# Assignment
Please look for the string "sample" below and report every line in which it occurs.

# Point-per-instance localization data
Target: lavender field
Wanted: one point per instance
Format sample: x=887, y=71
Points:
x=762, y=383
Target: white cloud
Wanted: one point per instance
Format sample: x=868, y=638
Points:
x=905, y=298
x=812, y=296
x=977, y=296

# Your response
Format sample: x=887, y=71
Format sample: x=868, y=638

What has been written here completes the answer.